* Tâche à réaliser a *
Traduisez en anglais la phrase suivante du texte fourni : « C’est d’ailleurs exactement ainsi qu’est née l’idée de ce qui constitue sans doute la première grande exposition de collection permanente organisée par un artiste contemporain. »

* Texte fourni *
%%
Le fait est que seules 5 % environ des collections des grandes institutions sont exposées chaque année, privilégiant globalement les mêmes artistes et « chefs-d’œuvres » largement identifiés. La publication de bases de données en ligne ainsi que la multiplication de réserves en libre accès viennent compenser en partie cette disproportion vertigineuse, quoique de manière principalement quantitative. À l’opposé de cette approche en masse, pour ne pas dire en vrac, cartes blanches et autres invitations données à des artistes contemporains permettent aux institutions de proposer des interprétations spécifiques et originales de leurs collections permanentes.
Regard des artistes
La National Gallery, à Londres, fait figure de précurseur avec, dès 1977, la série « The Artist’s Eye » (inaugurée avec Anthony Caro) ; puis, en 1989, est lancée par le MoMA « Artist’s Choice » (avec Scott Burton). À partir des années 1990, la pratique se généralise, alors que la réflexion institutionnelle sur les réserves connaît un tournant majeur. À mesure que la notion de diffusion prend le pas, du moins culturellement, sur celle de conservation, et qu’une véritable « révolution des publics » a lieu, et alors que récession et crise économique guettent, le musée tend à recourir de plus en plus aux services d’artistes-commissaires. Bien entendu la perspective de faire événement n’est pas indifférente, quand essor de la fréquentation et spectacularisation vont souvent de pair, mais c’est bien la volonté de renouveler le regard sur les collections – et indirectement d’éclairer la production artistique de celui ou celle devenue pour un temps commissaire – qui alimente cette tendance muséologique moderne.
C’est d’ailleurs exactement ainsi qu’est née l’idée de ce qui constitue sans doute la première grande exposition de collection permanente organisée par un artiste contemporain. En 1968, alors qu’ils visitent les réserves du RISD (Rhode Island School of Design) Museum of Art, les collectionneurs et mécènes Jean et Dominique de Menil déplorent que tant de trésors restent plongés dans l’ombre et suggèrent l’intervention, plus libre et audacieuse, d’artistes. Un an plus tard naît « Raid the Icebox I, with Andy Warhol » (1969-1970), où la star du pop art réunit un ensemble idiosyncrasique de peintures et de sculptures (Giovanni del Campo, Lyonel Feininger, Marie Laurencin, Georges Seurat, Charles Sheeler, Florine Stettheimer, James Abbott McNeill Whistler), mais aussi de papiers peints Art nouveau, textiles Navajos, parapluies et ombrelles, paires de chaussures, boîtes à chapeau, piles de catalogues de maisons de ventes et même un ginkgo poussant dans la cour.
Concernant l’art d’après-guerre, le premier grand jalon semble être posé par Joseph Kosuth avec « The Play of the Unsayable : Wittgenstein and the Art of the 20th Century » (1989) à la Wiener Secession, à Vienne, en Autriche (puis au Palais des Beaux-Arts, à Bruxelles) ; un an plus tard, « The Brooklyn Museum Collection : The Play of the Unmentionable (Joseph Kosuth) » traverse les vastes collections du musée encyclopédique new-yorkais, de l’art égyptien ancien aux créations alors récentes de Barbara Kruger, en passant par la statuaire classique et le mobilier moderniste. (Une ambition et amplitude similaires s’expriment actuellement dans la carte blanche de Carol Bove au musée d’Art et d’Histoire de Genève.)
%%
* Lignes à utiliser *
%%
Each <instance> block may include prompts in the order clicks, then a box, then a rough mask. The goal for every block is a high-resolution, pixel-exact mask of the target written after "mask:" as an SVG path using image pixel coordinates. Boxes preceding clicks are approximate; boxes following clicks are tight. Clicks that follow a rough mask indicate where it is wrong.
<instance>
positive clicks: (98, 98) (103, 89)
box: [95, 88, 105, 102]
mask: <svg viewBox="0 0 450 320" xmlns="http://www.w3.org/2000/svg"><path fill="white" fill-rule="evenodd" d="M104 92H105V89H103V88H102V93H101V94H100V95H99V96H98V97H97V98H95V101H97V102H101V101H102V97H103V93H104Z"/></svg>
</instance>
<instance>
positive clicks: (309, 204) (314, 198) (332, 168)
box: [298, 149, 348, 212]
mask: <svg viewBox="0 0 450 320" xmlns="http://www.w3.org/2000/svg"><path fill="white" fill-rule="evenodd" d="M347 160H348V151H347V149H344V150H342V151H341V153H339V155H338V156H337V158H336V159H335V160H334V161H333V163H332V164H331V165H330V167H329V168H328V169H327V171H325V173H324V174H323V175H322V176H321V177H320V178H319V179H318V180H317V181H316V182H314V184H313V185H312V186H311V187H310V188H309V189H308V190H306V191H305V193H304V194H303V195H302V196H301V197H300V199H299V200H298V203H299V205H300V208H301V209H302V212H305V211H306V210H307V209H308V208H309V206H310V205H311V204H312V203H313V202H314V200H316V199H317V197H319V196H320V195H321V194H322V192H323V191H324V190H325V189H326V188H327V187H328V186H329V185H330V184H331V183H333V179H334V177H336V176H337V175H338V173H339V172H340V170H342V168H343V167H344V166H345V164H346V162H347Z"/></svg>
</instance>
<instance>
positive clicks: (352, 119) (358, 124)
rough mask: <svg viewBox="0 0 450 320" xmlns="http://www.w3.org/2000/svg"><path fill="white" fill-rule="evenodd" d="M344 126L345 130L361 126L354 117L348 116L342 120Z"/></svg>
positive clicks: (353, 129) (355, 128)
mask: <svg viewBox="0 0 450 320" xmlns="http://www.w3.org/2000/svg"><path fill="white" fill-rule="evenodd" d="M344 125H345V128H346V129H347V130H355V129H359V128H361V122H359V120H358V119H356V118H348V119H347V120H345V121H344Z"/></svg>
%%
* Tâche à réaliser b *
Convertissez en tableau Markdown les lignes qui suivent le texte fourni, en partant de la première et en terminant par celle qui contient "box: [95, 88, 105, 102]", sans les lignes vides. Nommez les colonnes « n° » pour le numéro et « Ligne » pour la ligne.

* Résultat a *
Indeed, this is exactly how the idea arose for what is probably the first major permanent-collection exhibition organized by a contemporary artist.

* Résultat b *
| n° | Ligne |
|---|---|
| 1 | Each <instance> block may include prompts in the order clicks, then a box, then a rough mask. The goal for every block is a high-resolution, pixel-exact mask of the target written after "mask:" as an SVG path using image pixel coordinates. Boxes preceding clicks are approximate; boxes following clicks are tight. Clicks that follow a rough mask indicate where it is wrong. |
| 2 | <instance> |
| 3 | positive clicks: (98, 98) (103, 89) |
| 4 | box: [95, 88, 105, 102] |